[Saved data entries]
──────────────────────────────
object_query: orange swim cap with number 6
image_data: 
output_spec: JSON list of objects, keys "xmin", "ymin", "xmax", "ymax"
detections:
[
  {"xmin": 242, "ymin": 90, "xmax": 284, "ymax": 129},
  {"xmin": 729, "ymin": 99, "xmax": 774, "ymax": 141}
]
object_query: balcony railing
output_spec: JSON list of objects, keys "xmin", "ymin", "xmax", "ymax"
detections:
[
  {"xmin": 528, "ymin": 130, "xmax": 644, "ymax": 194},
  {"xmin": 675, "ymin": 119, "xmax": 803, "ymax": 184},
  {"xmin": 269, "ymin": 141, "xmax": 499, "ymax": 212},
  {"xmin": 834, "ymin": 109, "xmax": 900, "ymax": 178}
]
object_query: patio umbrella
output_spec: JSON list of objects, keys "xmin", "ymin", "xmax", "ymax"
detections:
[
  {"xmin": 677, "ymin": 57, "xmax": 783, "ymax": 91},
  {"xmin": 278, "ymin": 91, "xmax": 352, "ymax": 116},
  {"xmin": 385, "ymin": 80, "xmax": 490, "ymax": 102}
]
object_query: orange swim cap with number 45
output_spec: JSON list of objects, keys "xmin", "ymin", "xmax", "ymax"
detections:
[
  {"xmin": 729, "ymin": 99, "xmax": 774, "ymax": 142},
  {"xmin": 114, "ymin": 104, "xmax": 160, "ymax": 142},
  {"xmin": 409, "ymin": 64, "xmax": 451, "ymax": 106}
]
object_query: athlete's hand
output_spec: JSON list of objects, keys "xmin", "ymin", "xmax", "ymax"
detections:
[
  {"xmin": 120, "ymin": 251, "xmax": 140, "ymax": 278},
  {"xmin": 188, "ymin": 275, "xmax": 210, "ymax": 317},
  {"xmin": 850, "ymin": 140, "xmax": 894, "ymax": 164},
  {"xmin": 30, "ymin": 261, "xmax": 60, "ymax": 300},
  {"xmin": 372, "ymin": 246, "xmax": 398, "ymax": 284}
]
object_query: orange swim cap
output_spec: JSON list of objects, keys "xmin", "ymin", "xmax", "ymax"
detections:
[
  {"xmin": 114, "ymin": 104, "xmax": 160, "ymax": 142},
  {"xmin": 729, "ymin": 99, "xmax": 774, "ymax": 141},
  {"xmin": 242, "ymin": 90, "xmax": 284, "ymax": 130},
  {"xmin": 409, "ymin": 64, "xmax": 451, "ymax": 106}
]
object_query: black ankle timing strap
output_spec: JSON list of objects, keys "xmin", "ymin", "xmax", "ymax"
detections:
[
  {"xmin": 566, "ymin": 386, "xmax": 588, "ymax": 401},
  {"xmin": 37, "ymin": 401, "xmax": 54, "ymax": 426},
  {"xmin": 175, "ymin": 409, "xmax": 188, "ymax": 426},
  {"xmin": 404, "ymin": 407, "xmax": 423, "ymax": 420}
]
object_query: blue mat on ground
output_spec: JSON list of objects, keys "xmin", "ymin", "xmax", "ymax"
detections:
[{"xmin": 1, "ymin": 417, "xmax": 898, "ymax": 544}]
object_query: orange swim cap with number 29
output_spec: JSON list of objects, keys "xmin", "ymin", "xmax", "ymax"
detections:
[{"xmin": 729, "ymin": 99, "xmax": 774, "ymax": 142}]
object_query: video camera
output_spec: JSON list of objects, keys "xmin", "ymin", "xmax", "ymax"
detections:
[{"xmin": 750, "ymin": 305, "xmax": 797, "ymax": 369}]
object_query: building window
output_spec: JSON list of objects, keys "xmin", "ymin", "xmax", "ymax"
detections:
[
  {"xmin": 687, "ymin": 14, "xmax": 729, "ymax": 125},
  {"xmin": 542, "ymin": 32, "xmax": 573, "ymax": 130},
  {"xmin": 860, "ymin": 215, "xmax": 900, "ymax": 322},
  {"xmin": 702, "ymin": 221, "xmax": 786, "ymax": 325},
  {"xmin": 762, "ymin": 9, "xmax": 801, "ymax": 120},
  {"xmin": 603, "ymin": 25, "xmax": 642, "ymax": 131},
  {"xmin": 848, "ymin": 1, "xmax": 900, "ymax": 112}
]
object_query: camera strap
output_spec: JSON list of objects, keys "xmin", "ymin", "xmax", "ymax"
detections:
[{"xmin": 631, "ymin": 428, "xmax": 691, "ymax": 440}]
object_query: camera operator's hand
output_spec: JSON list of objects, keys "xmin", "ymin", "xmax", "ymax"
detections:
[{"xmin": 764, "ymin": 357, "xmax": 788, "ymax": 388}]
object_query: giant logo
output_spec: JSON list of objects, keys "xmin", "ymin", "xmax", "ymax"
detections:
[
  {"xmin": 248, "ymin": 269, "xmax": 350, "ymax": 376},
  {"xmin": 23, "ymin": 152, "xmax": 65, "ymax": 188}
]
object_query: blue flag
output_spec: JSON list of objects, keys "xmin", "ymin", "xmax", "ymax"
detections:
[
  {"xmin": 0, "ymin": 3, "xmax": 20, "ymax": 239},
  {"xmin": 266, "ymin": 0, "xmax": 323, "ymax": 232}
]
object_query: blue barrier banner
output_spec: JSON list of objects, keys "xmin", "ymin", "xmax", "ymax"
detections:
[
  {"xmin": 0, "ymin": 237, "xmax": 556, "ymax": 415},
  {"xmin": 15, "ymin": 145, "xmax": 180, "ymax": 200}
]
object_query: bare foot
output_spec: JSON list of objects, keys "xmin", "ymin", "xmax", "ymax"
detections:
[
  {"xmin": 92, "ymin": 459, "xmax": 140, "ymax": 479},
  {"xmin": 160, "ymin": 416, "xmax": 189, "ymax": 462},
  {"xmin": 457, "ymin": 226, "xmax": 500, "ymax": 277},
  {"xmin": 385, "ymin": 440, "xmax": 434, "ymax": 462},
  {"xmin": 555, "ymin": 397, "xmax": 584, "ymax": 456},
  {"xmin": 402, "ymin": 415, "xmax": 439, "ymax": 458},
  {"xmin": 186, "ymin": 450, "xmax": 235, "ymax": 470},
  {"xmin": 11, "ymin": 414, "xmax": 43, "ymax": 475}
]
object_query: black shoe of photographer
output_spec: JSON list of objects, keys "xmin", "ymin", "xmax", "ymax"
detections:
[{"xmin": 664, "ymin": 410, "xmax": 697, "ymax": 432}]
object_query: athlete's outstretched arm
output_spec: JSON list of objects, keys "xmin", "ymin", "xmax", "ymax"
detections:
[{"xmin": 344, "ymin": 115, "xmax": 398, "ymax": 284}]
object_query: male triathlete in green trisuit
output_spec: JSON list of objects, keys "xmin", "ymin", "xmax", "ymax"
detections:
──────────────────────────────
Each record needs to be copied out again, letter for letter.

object_query: orange swim cap with number 6
image_data: 
output_spec: JSON list of objects, keys "xmin", "ymin", "xmax", "ymax"
detections:
[
  {"xmin": 242, "ymin": 90, "xmax": 284, "ymax": 129},
  {"xmin": 729, "ymin": 99, "xmax": 774, "ymax": 141}
]
object_query: balcony railing
output_spec: JSON list of objects, keys "xmin", "ymin", "xmax", "ymax"
detections:
[
  {"xmin": 528, "ymin": 130, "xmax": 644, "ymax": 194},
  {"xmin": 675, "ymin": 119, "xmax": 803, "ymax": 184},
  {"xmin": 269, "ymin": 141, "xmax": 499, "ymax": 212},
  {"xmin": 834, "ymin": 109, "xmax": 900, "ymax": 178}
]
object_query: patio umbrella
output_spec: JSON list of objects, keys "xmin", "ymin", "xmax", "ymax"
detections:
[
  {"xmin": 677, "ymin": 57, "xmax": 783, "ymax": 91},
  {"xmin": 278, "ymin": 91, "xmax": 352, "ymax": 116},
  {"xmin": 385, "ymin": 80, "xmax": 490, "ymax": 102}
]
object_query: orange swim cap with number 45
output_spec: JSON list of objects, keys "xmin", "ymin", "xmax", "ymax"
detections:
[
  {"xmin": 729, "ymin": 99, "xmax": 774, "ymax": 142},
  {"xmin": 114, "ymin": 104, "xmax": 160, "ymax": 142},
  {"xmin": 409, "ymin": 64, "xmax": 451, "ymax": 106}
]
object_query: athlete's hand
output_spec: JSON list of objects, keys "xmin", "ymin", "xmax", "ymax"
detections:
[
  {"xmin": 120, "ymin": 251, "xmax": 140, "ymax": 278},
  {"xmin": 188, "ymin": 275, "xmax": 210, "ymax": 317},
  {"xmin": 850, "ymin": 140, "xmax": 894, "ymax": 164},
  {"xmin": 30, "ymin": 261, "xmax": 60, "ymax": 300},
  {"xmin": 372, "ymin": 246, "xmax": 398, "ymax": 284}
]
object_query: orange swim cap
output_spec: JSON list of objects, keys "xmin", "ymin", "xmax", "ymax"
detections:
[
  {"xmin": 114, "ymin": 104, "xmax": 160, "ymax": 142},
  {"xmin": 729, "ymin": 99, "xmax": 774, "ymax": 141},
  {"xmin": 242, "ymin": 90, "xmax": 284, "ymax": 130},
  {"xmin": 409, "ymin": 64, "xmax": 451, "ymax": 106}
]
object_query: black ankle timing strap
output_spec: JSON list of objects, keys "xmin", "ymin", "xmax", "ymax"
detections:
[
  {"xmin": 566, "ymin": 386, "xmax": 588, "ymax": 401},
  {"xmin": 37, "ymin": 401, "xmax": 54, "ymax": 426},
  {"xmin": 175, "ymin": 409, "xmax": 188, "ymax": 426},
  {"xmin": 404, "ymin": 407, "xmax": 423, "ymax": 420}
]
object_query: blue mat on ground
output_spec: JSON list of objects, keys "xmin", "ymin", "xmax", "ymax"
detections:
[{"xmin": 1, "ymin": 417, "xmax": 898, "ymax": 544}]
object_query: orange swim cap with number 29
output_spec: JSON list of objects, keys "xmin", "ymin", "xmax", "ymax"
detections:
[{"xmin": 729, "ymin": 99, "xmax": 774, "ymax": 142}]
object_query: video camera
output_spec: JSON list of objects, keys "xmin", "ymin", "xmax", "ymax"
detections:
[{"xmin": 750, "ymin": 305, "xmax": 797, "ymax": 369}]
object_query: building window
output_spec: JSON list of objects, keys "xmin", "ymin", "xmax", "ymax"
detections:
[
  {"xmin": 687, "ymin": 14, "xmax": 729, "ymax": 125},
  {"xmin": 542, "ymin": 32, "xmax": 573, "ymax": 130},
  {"xmin": 860, "ymin": 215, "xmax": 900, "ymax": 322},
  {"xmin": 702, "ymin": 221, "xmax": 786, "ymax": 325},
  {"xmin": 762, "ymin": 9, "xmax": 801, "ymax": 120},
  {"xmin": 603, "ymin": 25, "xmax": 642, "ymax": 131},
  {"xmin": 848, "ymin": 1, "xmax": 900, "ymax": 112}
]
object_query: camera strap
output_spec: JSON list of objects, keys "xmin", "ymin", "xmax", "ymax"
detections:
[{"xmin": 631, "ymin": 428, "xmax": 691, "ymax": 440}]
object_query: camera operator's hand
output_spec: JSON list of objects, keys "xmin", "ymin", "xmax", "ymax"
detections:
[{"xmin": 764, "ymin": 357, "xmax": 788, "ymax": 388}]
object_query: giant logo
output_spec: JSON list of objects, keys "xmin", "ymin", "xmax", "ymax"
detections:
[
  {"xmin": 248, "ymin": 269, "xmax": 350, "ymax": 376},
  {"xmin": 23, "ymin": 152, "xmax": 65, "ymax": 188}
]
object_query: blue flag
output_spec: JSON list of objects, keys "xmin", "ymin", "xmax", "ymax"
detections:
[
  {"xmin": 0, "ymin": 3, "xmax": 20, "ymax": 239},
  {"xmin": 266, "ymin": 0, "xmax": 323, "ymax": 232}
]
object_query: blue barrier banner
output_spec: JSON list of objects, keys "xmin", "ymin", "xmax", "ymax"
detections:
[
  {"xmin": 0, "ymin": 237, "xmax": 556, "ymax": 415},
  {"xmin": 15, "ymin": 145, "xmax": 180, "ymax": 200}
]
object_query: bare foot
output_spec: JSON list of objects, keys "xmin", "ymin", "xmax", "ymax"
detections:
[
  {"xmin": 92, "ymin": 459, "xmax": 140, "ymax": 479},
  {"xmin": 160, "ymin": 416, "xmax": 189, "ymax": 462},
  {"xmin": 457, "ymin": 226, "xmax": 500, "ymax": 277},
  {"xmin": 385, "ymin": 440, "xmax": 434, "ymax": 462},
  {"xmin": 555, "ymin": 397, "xmax": 584, "ymax": 456},
  {"xmin": 402, "ymin": 415, "xmax": 439, "ymax": 458},
  {"xmin": 186, "ymin": 450, "xmax": 235, "ymax": 470},
  {"xmin": 11, "ymin": 414, "xmax": 43, "ymax": 475}
]
object_query: black shoe of photographer
output_spec: JSON list of objects, keys "xmin", "ymin", "xmax", "ymax"
detections:
[{"xmin": 664, "ymin": 410, "xmax": 697, "ymax": 432}]
object_query: athlete's outstretched arm
output_spec: JSON list of objects, keys "xmin", "ymin", "xmax", "ymax"
detections:
[{"xmin": 344, "ymin": 115, "xmax": 398, "ymax": 284}]
object_query: male triathlete in green trisuit
output_spec: JSON list of objects, keys "xmin", "ymin", "xmax", "ymax"
detections:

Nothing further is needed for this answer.